▶ Job
Swap "coarse mask" in for "rough mask" in the rows from their start through the line containing "positive clicks: (838, 470)", leaving everything else unchanged, and give back only that span.

▶ Listed entries
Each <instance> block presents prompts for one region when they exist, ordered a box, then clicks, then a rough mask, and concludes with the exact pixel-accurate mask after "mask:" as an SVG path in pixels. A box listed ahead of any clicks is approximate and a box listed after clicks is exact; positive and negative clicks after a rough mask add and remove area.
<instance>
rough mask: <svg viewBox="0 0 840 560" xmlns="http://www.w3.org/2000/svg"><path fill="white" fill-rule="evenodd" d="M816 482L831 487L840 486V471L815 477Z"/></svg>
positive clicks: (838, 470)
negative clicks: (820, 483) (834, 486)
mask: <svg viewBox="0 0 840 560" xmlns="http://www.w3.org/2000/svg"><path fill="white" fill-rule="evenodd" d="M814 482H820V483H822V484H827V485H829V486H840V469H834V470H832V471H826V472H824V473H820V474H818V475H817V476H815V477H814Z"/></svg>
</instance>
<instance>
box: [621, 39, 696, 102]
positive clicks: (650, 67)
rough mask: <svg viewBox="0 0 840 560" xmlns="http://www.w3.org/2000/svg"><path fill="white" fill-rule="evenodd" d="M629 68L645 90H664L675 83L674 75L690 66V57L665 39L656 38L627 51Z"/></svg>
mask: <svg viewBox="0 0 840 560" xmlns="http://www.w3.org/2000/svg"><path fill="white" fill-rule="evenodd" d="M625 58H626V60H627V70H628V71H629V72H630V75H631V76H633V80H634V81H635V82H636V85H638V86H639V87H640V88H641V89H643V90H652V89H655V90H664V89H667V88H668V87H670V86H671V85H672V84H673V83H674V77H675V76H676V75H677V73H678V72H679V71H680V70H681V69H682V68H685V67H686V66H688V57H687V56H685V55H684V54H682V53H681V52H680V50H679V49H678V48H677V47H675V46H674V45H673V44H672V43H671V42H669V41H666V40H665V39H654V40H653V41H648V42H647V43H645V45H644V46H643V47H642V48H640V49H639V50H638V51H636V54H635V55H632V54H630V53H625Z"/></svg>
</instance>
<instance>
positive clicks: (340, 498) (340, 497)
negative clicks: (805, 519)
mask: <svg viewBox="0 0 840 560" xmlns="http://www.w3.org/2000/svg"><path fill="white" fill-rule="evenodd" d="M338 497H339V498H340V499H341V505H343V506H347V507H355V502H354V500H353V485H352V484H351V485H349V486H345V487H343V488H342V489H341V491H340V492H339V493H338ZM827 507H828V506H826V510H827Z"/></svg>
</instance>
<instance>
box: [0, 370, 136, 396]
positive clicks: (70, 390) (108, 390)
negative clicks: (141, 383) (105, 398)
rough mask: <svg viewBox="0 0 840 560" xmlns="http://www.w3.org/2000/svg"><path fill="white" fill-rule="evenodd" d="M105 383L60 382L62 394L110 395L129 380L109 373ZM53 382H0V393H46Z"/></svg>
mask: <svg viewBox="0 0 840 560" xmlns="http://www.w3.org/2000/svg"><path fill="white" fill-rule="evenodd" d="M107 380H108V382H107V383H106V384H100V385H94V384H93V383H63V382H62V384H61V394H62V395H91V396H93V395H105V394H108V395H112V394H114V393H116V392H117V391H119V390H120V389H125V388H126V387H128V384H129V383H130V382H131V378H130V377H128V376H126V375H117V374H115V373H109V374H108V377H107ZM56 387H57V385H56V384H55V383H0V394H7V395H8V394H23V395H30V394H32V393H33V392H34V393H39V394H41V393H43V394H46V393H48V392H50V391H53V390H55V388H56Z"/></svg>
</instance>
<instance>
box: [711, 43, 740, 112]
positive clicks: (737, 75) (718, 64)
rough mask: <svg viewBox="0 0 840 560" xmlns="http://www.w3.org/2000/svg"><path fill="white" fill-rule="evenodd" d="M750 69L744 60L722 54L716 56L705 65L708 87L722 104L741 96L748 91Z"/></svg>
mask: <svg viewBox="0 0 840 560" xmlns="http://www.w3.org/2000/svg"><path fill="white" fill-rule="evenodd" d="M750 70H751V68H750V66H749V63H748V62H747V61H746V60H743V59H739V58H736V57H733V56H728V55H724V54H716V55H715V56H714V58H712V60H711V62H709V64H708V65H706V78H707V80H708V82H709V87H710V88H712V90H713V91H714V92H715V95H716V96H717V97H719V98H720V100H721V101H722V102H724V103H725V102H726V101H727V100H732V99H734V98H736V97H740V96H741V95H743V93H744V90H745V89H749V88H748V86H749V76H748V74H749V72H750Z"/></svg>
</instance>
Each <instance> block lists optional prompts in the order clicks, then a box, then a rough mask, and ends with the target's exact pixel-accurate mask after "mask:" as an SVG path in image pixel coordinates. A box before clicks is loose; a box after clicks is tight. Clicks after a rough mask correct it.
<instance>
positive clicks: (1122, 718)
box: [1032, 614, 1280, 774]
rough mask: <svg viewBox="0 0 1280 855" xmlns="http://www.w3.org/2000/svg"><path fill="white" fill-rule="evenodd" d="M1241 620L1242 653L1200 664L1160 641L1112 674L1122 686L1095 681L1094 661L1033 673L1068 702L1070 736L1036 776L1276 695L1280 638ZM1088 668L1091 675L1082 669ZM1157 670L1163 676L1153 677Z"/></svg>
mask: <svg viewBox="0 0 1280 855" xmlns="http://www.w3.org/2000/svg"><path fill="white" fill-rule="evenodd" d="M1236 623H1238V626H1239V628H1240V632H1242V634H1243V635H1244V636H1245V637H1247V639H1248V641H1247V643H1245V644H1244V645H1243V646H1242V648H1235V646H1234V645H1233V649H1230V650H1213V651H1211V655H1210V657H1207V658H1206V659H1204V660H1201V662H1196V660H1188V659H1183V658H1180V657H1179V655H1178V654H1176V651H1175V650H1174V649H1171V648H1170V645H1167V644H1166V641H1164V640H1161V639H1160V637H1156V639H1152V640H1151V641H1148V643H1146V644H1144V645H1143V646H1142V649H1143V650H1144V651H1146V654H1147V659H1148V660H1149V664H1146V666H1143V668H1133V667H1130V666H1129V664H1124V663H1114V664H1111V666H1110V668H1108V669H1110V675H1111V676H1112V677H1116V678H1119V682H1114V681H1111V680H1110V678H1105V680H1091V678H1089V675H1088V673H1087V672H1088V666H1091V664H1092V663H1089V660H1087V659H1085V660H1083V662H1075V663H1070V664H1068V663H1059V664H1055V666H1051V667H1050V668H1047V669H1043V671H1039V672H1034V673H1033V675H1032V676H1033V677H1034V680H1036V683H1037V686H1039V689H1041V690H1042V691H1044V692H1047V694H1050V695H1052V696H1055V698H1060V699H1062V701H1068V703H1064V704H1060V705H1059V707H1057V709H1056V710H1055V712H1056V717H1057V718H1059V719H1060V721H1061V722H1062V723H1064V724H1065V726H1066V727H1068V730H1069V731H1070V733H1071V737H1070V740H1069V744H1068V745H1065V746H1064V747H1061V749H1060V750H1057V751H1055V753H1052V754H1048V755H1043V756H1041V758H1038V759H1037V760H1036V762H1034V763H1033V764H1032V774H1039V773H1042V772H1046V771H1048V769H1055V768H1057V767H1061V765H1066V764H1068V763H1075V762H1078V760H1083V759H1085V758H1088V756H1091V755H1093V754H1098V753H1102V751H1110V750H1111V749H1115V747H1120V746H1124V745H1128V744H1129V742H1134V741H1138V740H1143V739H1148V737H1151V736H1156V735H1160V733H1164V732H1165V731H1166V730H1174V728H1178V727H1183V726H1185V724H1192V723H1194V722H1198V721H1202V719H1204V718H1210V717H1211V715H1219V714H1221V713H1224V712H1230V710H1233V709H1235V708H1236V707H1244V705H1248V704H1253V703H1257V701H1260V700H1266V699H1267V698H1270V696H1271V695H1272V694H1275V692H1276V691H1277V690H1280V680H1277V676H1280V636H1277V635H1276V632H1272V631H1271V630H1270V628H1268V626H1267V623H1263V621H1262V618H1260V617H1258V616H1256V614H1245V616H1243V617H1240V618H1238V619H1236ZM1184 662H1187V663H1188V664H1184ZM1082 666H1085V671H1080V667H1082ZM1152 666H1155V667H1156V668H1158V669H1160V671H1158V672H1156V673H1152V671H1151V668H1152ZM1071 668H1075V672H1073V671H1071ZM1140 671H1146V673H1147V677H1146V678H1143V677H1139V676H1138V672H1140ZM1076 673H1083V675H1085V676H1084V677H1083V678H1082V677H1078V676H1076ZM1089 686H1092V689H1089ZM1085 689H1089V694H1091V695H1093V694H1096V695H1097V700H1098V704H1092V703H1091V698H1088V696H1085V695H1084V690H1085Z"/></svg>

▶ Answer box
Each <instance> block presents prompts for one region when they exist, ordered a box, then clicks, then a coarse mask, and concludes with the exact pixel-accurate mask after "mask:" as an SVG path in pixels. A box listed ahead of any clicks is approximate and a box listed after clicks is exact; positive and negative clicks after a coarse mask add and remove area.
<instance>
coarse mask: <svg viewBox="0 0 840 560" xmlns="http://www.w3.org/2000/svg"><path fill="white" fill-rule="evenodd" d="M816 482L831 487L840 486V471L815 477Z"/></svg>
positive clicks: (838, 470)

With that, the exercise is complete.